INSTRUCTIONS TO FOLLOW
Below is a set of records. Please retype every one exactly.

SOURCE DATA
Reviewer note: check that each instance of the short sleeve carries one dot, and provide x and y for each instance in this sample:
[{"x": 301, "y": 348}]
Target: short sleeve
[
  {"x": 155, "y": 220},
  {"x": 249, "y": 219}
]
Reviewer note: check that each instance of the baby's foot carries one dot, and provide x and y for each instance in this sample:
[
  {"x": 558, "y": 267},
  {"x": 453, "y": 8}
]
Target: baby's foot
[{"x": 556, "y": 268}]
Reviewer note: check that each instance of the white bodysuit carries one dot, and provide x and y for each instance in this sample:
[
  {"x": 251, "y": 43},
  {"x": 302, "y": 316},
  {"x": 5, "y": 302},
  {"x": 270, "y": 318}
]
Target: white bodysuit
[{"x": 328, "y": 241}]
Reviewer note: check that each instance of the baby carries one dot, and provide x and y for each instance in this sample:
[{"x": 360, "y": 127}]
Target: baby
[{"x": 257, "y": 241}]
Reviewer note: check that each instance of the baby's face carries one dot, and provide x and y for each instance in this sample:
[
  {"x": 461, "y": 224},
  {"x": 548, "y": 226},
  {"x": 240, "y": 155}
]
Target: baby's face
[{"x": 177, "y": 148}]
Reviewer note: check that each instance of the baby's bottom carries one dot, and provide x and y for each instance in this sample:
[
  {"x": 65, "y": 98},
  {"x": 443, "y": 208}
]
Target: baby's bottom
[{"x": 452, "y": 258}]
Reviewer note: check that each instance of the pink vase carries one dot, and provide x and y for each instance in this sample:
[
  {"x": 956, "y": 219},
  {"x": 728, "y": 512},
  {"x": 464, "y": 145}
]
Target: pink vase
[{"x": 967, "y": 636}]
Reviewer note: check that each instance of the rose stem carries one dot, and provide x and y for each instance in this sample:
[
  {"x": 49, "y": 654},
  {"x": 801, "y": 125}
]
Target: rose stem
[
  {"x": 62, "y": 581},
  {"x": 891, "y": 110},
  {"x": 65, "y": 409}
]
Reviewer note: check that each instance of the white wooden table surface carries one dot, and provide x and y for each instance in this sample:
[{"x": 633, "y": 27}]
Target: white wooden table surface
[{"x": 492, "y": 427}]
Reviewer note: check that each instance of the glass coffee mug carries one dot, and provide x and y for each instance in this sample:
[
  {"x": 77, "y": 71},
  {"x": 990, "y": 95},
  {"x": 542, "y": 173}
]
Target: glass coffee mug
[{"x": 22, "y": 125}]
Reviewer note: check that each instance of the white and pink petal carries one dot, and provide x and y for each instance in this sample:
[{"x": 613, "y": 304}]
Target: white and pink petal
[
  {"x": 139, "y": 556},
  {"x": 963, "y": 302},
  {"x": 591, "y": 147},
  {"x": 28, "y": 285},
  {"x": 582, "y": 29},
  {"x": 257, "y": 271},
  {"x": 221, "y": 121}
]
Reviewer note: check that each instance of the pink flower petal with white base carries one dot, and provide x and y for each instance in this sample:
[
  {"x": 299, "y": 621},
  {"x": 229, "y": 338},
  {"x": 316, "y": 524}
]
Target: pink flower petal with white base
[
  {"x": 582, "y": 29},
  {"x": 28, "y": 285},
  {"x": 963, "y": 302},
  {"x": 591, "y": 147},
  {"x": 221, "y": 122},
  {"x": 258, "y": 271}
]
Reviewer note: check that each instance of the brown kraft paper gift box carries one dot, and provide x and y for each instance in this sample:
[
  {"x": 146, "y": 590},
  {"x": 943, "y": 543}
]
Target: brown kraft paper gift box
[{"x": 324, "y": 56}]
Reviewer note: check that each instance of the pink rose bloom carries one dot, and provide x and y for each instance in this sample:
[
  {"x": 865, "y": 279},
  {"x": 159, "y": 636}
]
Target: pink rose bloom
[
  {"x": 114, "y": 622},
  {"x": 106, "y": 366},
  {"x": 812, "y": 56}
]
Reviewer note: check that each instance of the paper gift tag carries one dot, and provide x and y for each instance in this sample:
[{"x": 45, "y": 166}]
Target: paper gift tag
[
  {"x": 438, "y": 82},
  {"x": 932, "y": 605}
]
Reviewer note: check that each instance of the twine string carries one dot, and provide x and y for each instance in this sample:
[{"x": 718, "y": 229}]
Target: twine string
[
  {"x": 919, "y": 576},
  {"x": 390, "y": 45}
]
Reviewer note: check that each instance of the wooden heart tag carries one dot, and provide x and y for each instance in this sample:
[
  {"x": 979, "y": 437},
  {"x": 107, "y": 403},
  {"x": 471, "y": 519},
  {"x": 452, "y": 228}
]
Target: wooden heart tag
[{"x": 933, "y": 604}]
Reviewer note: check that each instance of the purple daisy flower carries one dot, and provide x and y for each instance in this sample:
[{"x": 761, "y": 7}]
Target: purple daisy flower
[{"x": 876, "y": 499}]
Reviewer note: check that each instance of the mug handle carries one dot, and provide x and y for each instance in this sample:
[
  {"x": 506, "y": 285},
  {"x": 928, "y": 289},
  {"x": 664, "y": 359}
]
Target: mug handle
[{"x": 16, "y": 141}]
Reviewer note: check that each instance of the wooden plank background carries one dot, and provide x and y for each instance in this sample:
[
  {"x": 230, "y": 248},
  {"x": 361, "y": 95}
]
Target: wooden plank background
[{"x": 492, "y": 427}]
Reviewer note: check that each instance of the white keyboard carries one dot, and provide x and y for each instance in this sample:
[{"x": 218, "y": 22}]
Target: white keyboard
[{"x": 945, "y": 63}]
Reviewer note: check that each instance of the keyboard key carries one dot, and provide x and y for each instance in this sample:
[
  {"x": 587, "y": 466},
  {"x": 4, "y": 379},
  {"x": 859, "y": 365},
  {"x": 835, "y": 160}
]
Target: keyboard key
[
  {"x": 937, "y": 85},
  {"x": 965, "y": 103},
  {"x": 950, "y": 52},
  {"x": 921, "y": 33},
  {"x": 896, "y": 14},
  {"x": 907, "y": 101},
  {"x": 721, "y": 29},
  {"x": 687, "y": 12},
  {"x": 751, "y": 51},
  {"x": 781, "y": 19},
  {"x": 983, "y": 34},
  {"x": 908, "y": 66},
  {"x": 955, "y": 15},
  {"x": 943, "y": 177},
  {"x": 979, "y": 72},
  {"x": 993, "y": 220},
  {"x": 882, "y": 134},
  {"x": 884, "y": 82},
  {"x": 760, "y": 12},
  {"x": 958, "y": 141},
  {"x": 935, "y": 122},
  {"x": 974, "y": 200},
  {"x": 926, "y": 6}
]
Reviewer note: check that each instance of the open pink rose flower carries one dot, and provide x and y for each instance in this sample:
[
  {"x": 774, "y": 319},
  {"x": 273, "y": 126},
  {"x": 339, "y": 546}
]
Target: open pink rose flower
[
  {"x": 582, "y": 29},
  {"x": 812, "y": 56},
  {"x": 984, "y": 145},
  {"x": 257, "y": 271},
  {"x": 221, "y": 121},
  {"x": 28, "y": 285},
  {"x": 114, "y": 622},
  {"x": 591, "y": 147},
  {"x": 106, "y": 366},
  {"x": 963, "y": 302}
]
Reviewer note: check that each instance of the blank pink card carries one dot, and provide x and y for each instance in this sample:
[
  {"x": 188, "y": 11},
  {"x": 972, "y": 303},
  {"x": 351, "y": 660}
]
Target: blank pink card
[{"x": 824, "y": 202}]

ANSWER SECTION
Reviewer note: check that each instance of the short sleeve carries one dot, and provide x and y for each instance in this sample:
[{"x": 301, "y": 348}]
Target: short sleeve
[
  {"x": 155, "y": 220},
  {"x": 249, "y": 219}
]
Reviewer note: check that each instance of the baby's foot carries one dot, and provide x and y for each instance in this sample:
[
  {"x": 558, "y": 267},
  {"x": 453, "y": 8}
]
Target: baby's foot
[{"x": 556, "y": 268}]
Reviewer note: check that each instance of the white bodysuit carries one dot, and provide x and y for each instance in this sample:
[
  {"x": 251, "y": 43},
  {"x": 302, "y": 316},
  {"x": 5, "y": 302},
  {"x": 270, "y": 318}
]
Target: white bodysuit
[{"x": 328, "y": 241}]
Reviewer note: check that each instance of the baby carries one dot, and provide x and y for each instance in this sample:
[{"x": 360, "y": 127}]
Target: baby
[{"x": 257, "y": 241}]
Reviewer note: check that each instance of the baby's face carries one dot, and provide x and y for each instance in this sample:
[
  {"x": 461, "y": 224},
  {"x": 548, "y": 226},
  {"x": 240, "y": 155}
]
Target: baby's face
[{"x": 177, "y": 148}]
Reviewer note: check that each instance of the baby's bottom carries one dot, and provide x and y for each instance in this sample:
[
  {"x": 65, "y": 98},
  {"x": 443, "y": 208}
]
Target: baby's bottom
[{"x": 452, "y": 258}]
Reviewer note: check that each instance of the pink vase carries one dot, and provide x and y for each instance in this sample:
[
  {"x": 956, "y": 219},
  {"x": 728, "y": 512},
  {"x": 464, "y": 145}
]
Target: pink vase
[{"x": 967, "y": 636}]
Reviewer note: check that each instance of the rose stem carries one dot, and provide x and y for each instance in this sample:
[
  {"x": 49, "y": 654},
  {"x": 801, "y": 125}
]
Target: rose stem
[
  {"x": 62, "y": 581},
  {"x": 891, "y": 110},
  {"x": 65, "y": 409}
]
Reviewer note: check that each instance of the white wooden table surface carries one dot, and provide x and y for each instance in this sample:
[{"x": 633, "y": 27}]
Target: white wooden table surface
[{"x": 492, "y": 427}]
Reviewer note: check that each instance of the glass coffee mug carries one dot, and provide x and y for each instance in this sample:
[
  {"x": 77, "y": 71},
  {"x": 990, "y": 95},
  {"x": 542, "y": 173}
]
Target: glass coffee mug
[{"x": 22, "y": 125}]
Reviewer note: check that each instance of the white and pink petal carries one dot, and provide x and y for each instance in this sample:
[{"x": 613, "y": 304}]
Target: white and pink petal
[
  {"x": 139, "y": 556},
  {"x": 963, "y": 302},
  {"x": 591, "y": 147},
  {"x": 28, "y": 285},
  {"x": 582, "y": 29},
  {"x": 257, "y": 271},
  {"x": 221, "y": 121}
]
Reviewer note: check that each instance of the pink flower petal with white base carries one dot, and provide x and y for each instance in this sample:
[
  {"x": 299, "y": 621},
  {"x": 229, "y": 338},
  {"x": 316, "y": 524}
]
Target: pink flower petal with white base
[
  {"x": 582, "y": 29},
  {"x": 28, "y": 285},
  {"x": 963, "y": 302},
  {"x": 591, "y": 147},
  {"x": 221, "y": 122},
  {"x": 258, "y": 271}
]
Reviewer note: check that each instance of the brown kraft paper gift box carries one dot, and provide x and y for each instance in this sample:
[
  {"x": 146, "y": 590},
  {"x": 943, "y": 543}
]
Target: brown kraft paper gift box
[{"x": 324, "y": 56}]
Reviewer note: check that each instance of the pink rose bloom carries one dot, and provide x and y for each instance in this sample:
[
  {"x": 865, "y": 279},
  {"x": 159, "y": 636}
]
Target: pink rose bloom
[
  {"x": 114, "y": 622},
  {"x": 106, "y": 366},
  {"x": 812, "y": 56}
]
Reviewer note: check that each instance of the paper gift tag carries one dot, and provide x and y for each instance in this sample:
[{"x": 45, "y": 166}]
Target: paper gift tag
[
  {"x": 438, "y": 82},
  {"x": 932, "y": 605}
]
Reviewer note: check that each instance of the twine string carries one dot, and provide x and y for each instance in this sample:
[{"x": 718, "y": 229}]
Target: twine string
[
  {"x": 919, "y": 576},
  {"x": 390, "y": 45}
]
Reviewer note: check that each instance of the wooden heart tag carries one dot, and provide x and y for each instance in this sample:
[
  {"x": 979, "y": 437},
  {"x": 107, "y": 403},
  {"x": 471, "y": 519},
  {"x": 452, "y": 228}
]
Target: wooden heart tag
[{"x": 933, "y": 604}]
Reviewer note: check that each instance of the purple daisy flower carries one dot, and provide x and y for each instance in this sample:
[{"x": 761, "y": 7}]
Target: purple daisy flower
[{"x": 876, "y": 499}]
Reviewer note: check that each instance of the mug handle carries one dot, and provide x and y for each instance in this sample:
[
  {"x": 506, "y": 285},
  {"x": 928, "y": 289},
  {"x": 664, "y": 359}
]
Target: mug handle
[{"x": 16, "y": 141}]
Reviewer note: check that each instance of the wooden plank background carries one dot, and provide x and y for each instance in this sample:
[
  {"x": 230, "y": 248},
  {"x": 361, "y": 95}
]
Target: wooden plank background
[{"x": 492, "y": 427}]
Reviewer note: check that each instance of the white keyboard carries one dot, and provide x and y for each instance in this sample:
[{"x": 218, "y": 22}]
Target: white keyboard
[{"x": 945, "y": 63}]
Reviewer note: check that each instance of the keyboard key carries one dot, and provide x and y for each instance in this sample:
[
  {"x": 587, "y": 466},
  {"x": 4, "y": 379},
  {"x": 859, "y": 365},
  {"x": 835, "y": 160}
]
Target: keyboard key
[
  {"x": 937, "y": 85},
  {"x": 965, "y": 103},
  {"x": 950, "y": 52},
  {"x": 921, "y": 33},
  {"x": 896, "y": 14},
  {"x": 907, "y": 101},
  {"x": 721, "y": 29},
  {"x": 687, "y": 12},
  {"x": 751, "y": 51},
  {"x": 781, "y": 19},
  {"x": 983, "y": 34},
  {"x": 908, "y": 66},
  {"x": 955, "y": 15},
  {"x": 943, "y": 177},
  {"x": 979, "y": 72},
  {"x": 993, "y": 220},
  {"x": 882, "y": 134},
  {"x": 884, "y": 82},
  {"x": 760, "y": 12},
  {"x": 958, "y": 141},
  {"x": 935, "y": 122},
  {"x": 974, "y": 200},
  {"x": 926, "y": 6}
]
Reviewer note: check that each instance of the open pink rose flower carries one dot, and provide x and y for each instance in this sample:
[
  {"x": 774, "y": 319},
  {"x": 273, "y": 126},
  {"x": 339, "y": 546}
]
Target: open pink rose flower
[
  {"x": 582, "y": 29},
  {"x": 812, "y": 56},
  {"x": 984, "y": 145},
  {"x": 257, "y": 271},
  {"x": 221, "y": 121},
  {"x": 28, "y": 285},
  {"x": 114, "y": 622},
  {"x": 591, "y": 147},
  {"x": 106, "y": 366},
  {"x": 963, "y": 302}
]
Reviewer note: check that each instance of the blank pink card carries one dot, and provide x and y for each instance in this sample:
[
  {"x": 188, "y": 11},
  {"x": 972, "y": 303},
  {"x": 351, "y": 660}
]
Target: blank pink card
[{"x": 824, "y": 202}]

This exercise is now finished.